--- start ---

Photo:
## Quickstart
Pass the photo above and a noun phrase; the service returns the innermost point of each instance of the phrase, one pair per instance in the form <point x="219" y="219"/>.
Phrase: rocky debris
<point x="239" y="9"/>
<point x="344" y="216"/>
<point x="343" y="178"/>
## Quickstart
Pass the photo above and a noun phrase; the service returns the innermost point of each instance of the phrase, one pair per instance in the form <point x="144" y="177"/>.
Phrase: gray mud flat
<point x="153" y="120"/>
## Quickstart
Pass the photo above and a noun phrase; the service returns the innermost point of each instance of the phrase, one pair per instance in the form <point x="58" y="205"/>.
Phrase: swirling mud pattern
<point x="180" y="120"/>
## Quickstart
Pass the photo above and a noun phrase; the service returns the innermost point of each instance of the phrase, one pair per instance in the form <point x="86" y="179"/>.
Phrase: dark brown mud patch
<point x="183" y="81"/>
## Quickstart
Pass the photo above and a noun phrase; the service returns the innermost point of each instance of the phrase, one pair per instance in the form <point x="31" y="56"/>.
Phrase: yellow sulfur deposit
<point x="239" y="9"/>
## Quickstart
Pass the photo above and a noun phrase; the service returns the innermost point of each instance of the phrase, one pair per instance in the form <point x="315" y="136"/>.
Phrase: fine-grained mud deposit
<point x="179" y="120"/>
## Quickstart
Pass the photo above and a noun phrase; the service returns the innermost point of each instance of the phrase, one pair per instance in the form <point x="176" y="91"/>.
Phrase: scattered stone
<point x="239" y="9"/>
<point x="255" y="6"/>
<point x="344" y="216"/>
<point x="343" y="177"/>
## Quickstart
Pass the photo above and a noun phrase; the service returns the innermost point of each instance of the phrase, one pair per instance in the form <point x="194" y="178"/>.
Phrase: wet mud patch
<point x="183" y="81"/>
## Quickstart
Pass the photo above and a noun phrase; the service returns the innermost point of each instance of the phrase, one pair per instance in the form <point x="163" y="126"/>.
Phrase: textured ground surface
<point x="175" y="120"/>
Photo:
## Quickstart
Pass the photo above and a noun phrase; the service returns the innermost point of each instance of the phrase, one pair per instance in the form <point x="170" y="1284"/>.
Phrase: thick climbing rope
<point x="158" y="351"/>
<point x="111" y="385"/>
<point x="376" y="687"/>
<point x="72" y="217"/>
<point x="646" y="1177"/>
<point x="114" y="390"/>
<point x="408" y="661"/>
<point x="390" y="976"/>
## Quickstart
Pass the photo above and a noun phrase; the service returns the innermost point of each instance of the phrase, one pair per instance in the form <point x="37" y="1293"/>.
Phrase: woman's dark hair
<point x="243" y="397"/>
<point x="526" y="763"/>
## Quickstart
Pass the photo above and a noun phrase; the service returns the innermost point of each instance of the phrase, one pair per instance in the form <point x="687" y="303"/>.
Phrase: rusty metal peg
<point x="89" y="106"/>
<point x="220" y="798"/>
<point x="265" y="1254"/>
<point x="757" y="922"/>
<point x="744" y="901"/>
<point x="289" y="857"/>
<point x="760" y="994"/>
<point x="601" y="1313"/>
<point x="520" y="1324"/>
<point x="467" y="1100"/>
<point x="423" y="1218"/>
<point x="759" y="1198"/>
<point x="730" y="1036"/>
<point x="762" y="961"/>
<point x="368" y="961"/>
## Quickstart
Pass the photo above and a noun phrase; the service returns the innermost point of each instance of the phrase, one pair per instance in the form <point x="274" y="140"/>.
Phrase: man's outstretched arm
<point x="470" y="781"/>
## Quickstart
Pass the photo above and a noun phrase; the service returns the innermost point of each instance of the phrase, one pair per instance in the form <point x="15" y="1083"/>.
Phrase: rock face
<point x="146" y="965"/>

--- end ---

Task instructions – How many lines above contain the string "deposit", with uppercase and lowercase treated as different? Give only the number.

Solution – 2